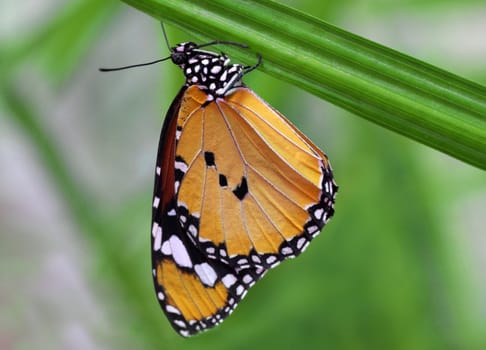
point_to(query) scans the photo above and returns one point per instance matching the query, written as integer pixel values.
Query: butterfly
(238, 189)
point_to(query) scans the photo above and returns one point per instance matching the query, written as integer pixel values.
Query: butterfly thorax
(210, 71)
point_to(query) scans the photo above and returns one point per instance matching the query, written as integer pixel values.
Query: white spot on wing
(318, 213)
(228, 280)
(179, 252)
(301, 242)
(206, 274)
(172, 309)
(181, 166)
(166, 248)
(158, 239)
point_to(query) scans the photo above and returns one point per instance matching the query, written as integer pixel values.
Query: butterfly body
(238, 189)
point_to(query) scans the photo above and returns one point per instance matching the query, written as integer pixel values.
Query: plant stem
(403, 94)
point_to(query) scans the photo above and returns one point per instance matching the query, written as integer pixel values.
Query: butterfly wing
(253, 191)
(194, 291)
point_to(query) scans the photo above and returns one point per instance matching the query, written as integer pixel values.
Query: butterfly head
(182, 52)
(210, 71)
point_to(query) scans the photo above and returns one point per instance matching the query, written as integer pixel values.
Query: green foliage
(388, 271)
(396, 91)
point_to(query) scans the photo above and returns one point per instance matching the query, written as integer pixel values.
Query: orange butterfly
(238, 189)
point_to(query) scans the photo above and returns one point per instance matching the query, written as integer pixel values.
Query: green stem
(403, 94)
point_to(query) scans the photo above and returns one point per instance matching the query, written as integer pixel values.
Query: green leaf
(403, 94)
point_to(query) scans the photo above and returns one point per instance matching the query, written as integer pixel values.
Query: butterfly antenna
(165, 36)
(133, 65)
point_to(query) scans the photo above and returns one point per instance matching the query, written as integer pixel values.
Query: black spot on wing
(209, 158)
(223, 181)
(242, 189)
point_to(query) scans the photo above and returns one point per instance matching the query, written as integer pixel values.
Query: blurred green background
(401, 266)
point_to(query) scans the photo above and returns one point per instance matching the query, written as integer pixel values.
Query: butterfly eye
(179, 57)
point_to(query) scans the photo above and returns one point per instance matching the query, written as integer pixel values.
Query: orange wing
(254, 190)
(238, 189)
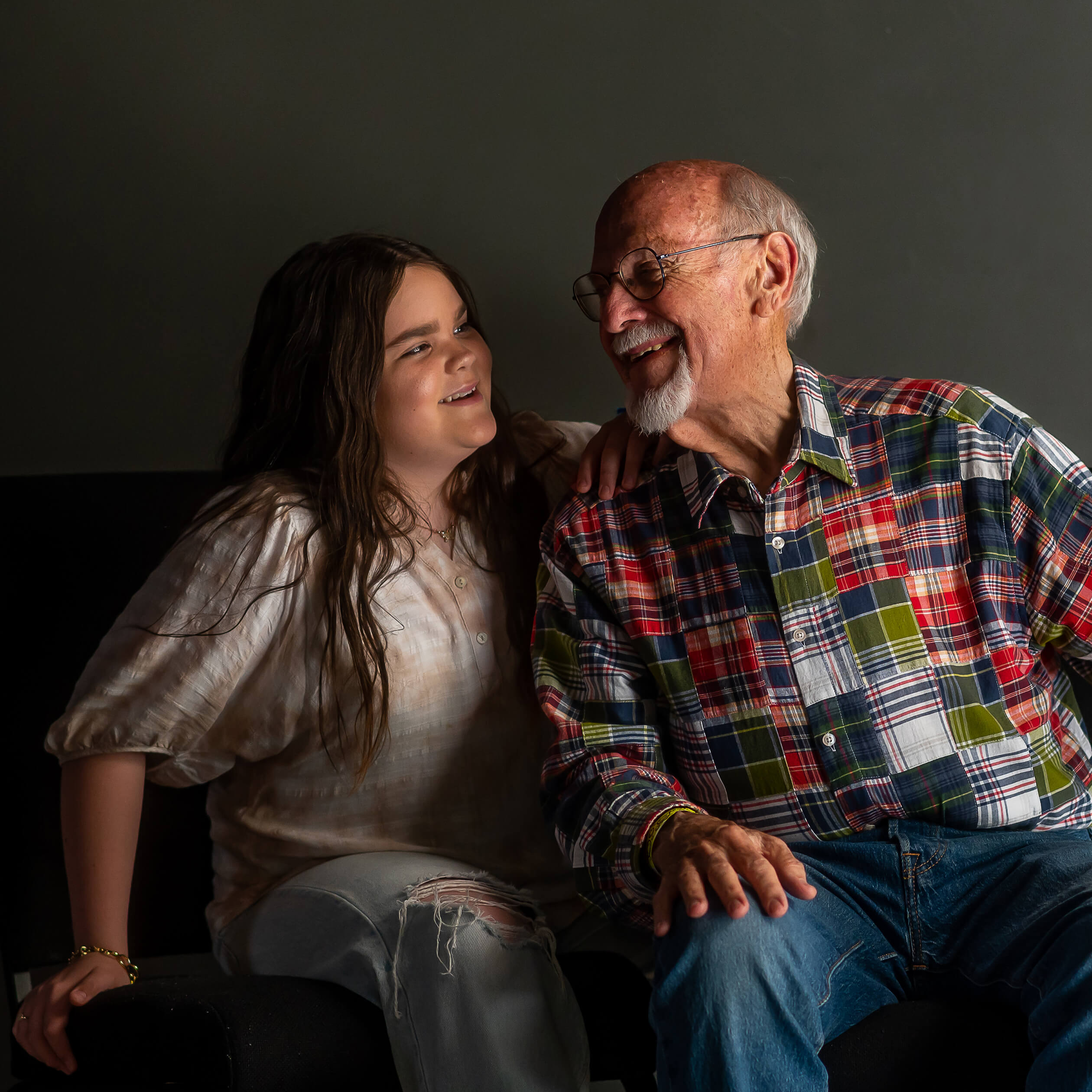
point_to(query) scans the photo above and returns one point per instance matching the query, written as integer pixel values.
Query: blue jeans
(461, 965)
(746, 1005)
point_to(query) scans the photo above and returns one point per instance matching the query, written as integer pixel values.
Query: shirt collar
(822, 442)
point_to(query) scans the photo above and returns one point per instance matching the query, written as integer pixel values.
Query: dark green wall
(158, 161)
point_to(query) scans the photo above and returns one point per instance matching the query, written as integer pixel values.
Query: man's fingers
(692, 889)
(663, 902)
(725, 883)
(763, 877)
(792, 872)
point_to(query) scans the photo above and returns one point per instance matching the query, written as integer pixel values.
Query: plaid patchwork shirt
(881, 636)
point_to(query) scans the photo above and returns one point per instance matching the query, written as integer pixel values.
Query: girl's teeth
(456, 398)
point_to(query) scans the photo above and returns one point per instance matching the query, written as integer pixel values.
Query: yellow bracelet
(658, 825)
(120, 957)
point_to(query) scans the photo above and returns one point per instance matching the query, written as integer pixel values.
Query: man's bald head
(687, 201)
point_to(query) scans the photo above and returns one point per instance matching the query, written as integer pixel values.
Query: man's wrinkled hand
(696, 852)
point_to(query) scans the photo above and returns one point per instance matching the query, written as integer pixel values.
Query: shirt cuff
(643, 822)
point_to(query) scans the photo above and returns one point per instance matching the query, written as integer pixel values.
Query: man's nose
(618, 307)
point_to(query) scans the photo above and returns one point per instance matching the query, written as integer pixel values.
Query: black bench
(78, 546)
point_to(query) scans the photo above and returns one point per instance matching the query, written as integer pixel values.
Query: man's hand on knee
(692, 851)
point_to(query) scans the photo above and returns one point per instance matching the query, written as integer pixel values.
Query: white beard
(660, 408)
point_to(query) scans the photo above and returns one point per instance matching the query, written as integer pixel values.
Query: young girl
(339, 646)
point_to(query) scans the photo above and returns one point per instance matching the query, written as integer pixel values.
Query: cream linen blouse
(459, 776)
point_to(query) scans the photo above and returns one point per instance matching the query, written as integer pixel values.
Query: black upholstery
(77, 549)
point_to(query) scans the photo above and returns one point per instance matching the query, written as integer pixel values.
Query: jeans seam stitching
(933, 862)
(834, 968)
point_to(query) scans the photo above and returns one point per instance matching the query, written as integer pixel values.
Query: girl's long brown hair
(306, 425)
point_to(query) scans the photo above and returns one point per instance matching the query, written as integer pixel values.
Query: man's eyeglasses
(641, 273)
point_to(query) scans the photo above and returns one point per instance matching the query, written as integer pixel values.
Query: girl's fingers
(589, 460)
(54, 1034)
(636, 448)
(30, 1036)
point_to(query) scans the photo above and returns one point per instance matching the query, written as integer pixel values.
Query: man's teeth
(456, 398)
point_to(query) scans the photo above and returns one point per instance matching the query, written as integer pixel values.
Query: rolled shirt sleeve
(605, 784)
(1052, 530)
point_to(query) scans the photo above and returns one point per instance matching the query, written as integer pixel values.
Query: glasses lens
(641, 273)
(589, 291)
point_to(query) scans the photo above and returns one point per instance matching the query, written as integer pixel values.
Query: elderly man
(838, 618)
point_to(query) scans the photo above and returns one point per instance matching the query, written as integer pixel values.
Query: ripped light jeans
(461, 965)
(746, 1005)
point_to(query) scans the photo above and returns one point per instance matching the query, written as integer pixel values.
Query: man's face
(698, 315)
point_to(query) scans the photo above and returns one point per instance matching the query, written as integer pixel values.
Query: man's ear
(780, 261)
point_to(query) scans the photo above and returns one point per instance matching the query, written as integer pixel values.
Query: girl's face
(433, 404)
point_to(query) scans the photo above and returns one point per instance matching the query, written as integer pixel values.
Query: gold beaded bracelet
(120, 957)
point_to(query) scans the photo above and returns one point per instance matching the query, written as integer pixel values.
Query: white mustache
(633, 337)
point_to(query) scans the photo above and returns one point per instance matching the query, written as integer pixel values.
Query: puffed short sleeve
(212, 661)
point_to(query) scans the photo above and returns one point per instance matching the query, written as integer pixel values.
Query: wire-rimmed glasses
(641, 273)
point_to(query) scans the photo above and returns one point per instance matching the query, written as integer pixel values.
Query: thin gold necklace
(448, 533)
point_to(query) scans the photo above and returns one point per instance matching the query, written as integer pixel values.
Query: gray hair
(753, 203)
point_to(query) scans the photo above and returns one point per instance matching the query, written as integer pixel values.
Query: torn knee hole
(507, 911)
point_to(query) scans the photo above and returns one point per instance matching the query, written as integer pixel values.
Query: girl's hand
(47, 1007)
(618, 440)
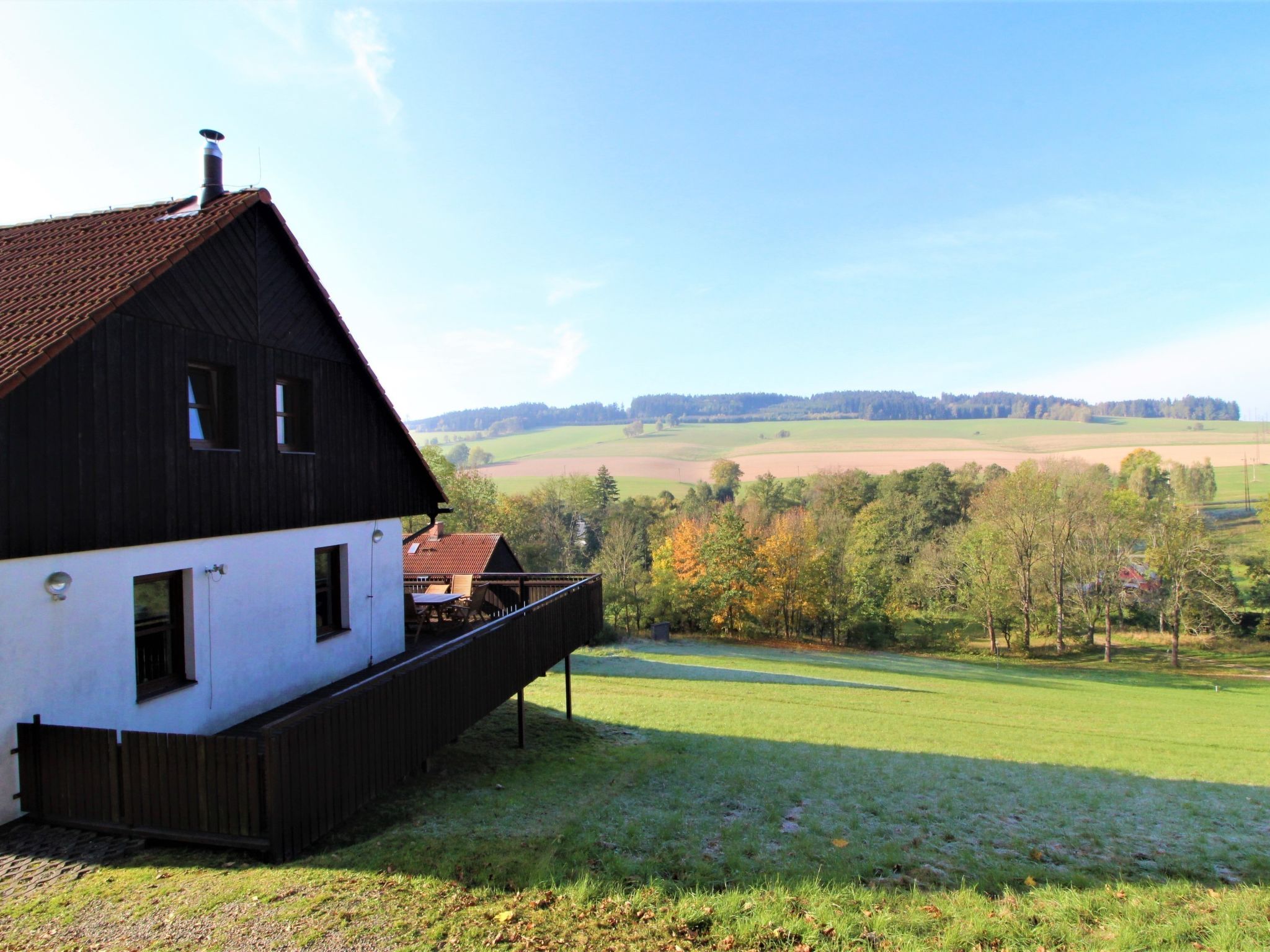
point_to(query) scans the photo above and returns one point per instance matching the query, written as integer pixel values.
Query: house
(197, 466)
(435, 552)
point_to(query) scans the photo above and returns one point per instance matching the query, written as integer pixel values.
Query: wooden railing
(288, 781)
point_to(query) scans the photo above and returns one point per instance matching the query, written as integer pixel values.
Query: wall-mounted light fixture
(56, 586)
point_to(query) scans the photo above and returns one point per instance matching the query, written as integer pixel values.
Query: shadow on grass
(677, 671)
(1042, 671)
(618, 806)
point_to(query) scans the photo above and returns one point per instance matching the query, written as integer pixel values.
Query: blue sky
(569, 202)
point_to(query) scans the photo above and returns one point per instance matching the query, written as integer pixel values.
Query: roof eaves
(24, 371)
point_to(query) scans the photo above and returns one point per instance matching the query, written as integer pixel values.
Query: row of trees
(1061, 549)
(863, 404)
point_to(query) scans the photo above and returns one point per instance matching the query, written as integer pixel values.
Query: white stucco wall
(253, 631)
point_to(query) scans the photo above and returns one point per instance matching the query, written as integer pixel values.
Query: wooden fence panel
(327, 762)
(311, 770)
(69, 774)
(189, 783)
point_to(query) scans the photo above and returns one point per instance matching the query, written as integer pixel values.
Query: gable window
(159, 626)
(210, 394)
(294, 410)
(329, 589)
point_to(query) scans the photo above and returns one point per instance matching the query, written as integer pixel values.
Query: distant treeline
(522, 416)
(836, 405)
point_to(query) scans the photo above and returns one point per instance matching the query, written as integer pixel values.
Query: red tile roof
(463, 552)
(60, 277)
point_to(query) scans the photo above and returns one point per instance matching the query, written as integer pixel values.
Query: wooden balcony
(282, 780)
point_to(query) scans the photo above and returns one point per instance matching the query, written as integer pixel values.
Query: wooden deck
(282, 780)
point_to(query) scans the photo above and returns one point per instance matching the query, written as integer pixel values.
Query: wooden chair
(413, 616)
(471, 607)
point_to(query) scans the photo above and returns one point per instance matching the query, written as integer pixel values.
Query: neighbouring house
(437, 552)
(1139, 578)
(196, 467)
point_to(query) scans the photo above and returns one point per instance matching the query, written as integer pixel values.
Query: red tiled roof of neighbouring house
(461, 552)
(59, 277)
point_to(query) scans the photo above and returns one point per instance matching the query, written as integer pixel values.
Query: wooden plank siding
(95, 446)
(282, 782)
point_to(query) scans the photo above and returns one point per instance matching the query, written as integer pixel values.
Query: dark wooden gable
(504, 559)
(94, 447)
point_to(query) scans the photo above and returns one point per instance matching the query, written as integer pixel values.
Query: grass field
(682, 455)
(719, 796)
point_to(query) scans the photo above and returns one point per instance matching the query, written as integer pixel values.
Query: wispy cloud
(347, 51)
(360, 31)
(562, 288)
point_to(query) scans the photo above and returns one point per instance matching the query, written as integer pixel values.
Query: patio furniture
(413, 616)
(471, 606)
(432, 606)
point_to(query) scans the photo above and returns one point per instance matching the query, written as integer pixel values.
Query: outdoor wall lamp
(56, 586)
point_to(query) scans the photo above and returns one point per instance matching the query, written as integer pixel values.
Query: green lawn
(724, 796)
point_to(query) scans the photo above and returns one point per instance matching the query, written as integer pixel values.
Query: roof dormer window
(210, 395)
(294, 412)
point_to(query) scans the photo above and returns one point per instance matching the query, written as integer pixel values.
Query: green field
(626, 485)
(723, 796)
(710, 441)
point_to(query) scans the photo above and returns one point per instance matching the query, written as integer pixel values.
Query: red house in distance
(433, 552)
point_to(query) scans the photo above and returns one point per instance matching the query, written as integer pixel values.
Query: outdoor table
(435, 602)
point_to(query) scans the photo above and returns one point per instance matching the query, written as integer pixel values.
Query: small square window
(210, 397)
(329, 589)
(293, 408)
(159, 630)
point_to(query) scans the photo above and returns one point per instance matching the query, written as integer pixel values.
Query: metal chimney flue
(214, 179)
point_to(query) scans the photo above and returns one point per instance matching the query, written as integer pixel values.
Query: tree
(726, 475)
(623, 560)
(1104, 545)
(1070, 491)
(459, 455)
(1194, 484)
(769, 495)
(475, 501)
(1191, 566)
(1015, 507)
(788, 592)
(981, 565)
(728, 563)
(1141, 471)
(677, 573)
(606, 488)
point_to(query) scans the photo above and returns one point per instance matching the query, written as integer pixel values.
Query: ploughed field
(680, 456)
(730, 796)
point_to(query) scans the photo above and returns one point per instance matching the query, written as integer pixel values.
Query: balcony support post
(568, 690)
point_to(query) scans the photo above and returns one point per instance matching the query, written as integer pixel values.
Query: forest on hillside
(1060, 550)
(836, 405)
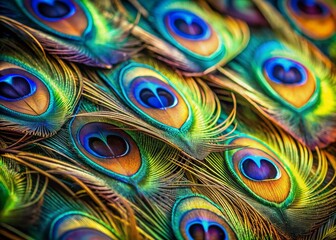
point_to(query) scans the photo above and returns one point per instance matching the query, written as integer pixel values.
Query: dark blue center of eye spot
(206, 230)
(105, 144)
(154, 95)
(310, 7)
(285, 71)
(14, 87)
(53, 10)
(259, 168)
(84, 234)
(188, 25)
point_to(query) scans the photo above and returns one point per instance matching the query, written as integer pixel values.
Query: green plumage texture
(174, 119)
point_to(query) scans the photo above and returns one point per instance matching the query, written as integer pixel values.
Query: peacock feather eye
(259, 168)
(14, 87)
(285, 71)
(66, 18)
(190, 32)
(284, 77)
(22, 92)
(196, 217)
(102, 141)
(152, 94)
(187, 25)
(79, 225)
(260, 171)
(106, 148)
(53, 10)
(314, 18)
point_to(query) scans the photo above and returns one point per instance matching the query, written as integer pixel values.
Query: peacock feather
(38, 92)
(154, 96)
(315, 20)
(75, 30)
(200, 38)
(181, 119)
(289, 82)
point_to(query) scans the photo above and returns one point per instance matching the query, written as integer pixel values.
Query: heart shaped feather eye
(191, 32)
(259, 168)
(106, 148)
(196, 217)
(284, 77)
(22, 92)
(153, 95)
(63, 17)
(260, 171)
(14, 87)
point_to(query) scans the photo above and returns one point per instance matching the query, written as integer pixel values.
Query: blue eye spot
(101, 142)
(206, 230)
(285, 71)
(154, 95)
(53, 10)
(310, 7)
(259, 168)
(14, 87)
(188, 25)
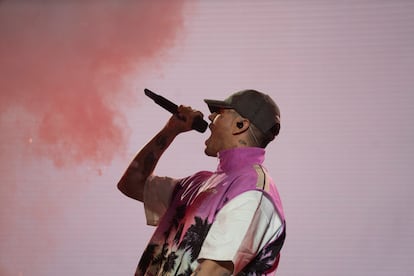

-=-=-

Leave the pictures out and copy exactly the lines from the one that holds "Query: heart shaped feather eye" through the last line of the material.

_Task result_
Query: heart shaped feather eye
(191, 32)
(259, 168)
(106, 148)
(196, 217)
(284, 77)
(22, 92)
(153, 95)
(63, 17)
(260, 171)
(14, 87)
point_to(query) scans the photo above and returns one point per instance matching the query, written as integer pixel values.
Query: blue eye spot
(101, 142)
(206, 230)
(285, 71)
(154, 95)
(53, 10)
(310, 7)
(259, 168)
(14, 87)
(188, 25)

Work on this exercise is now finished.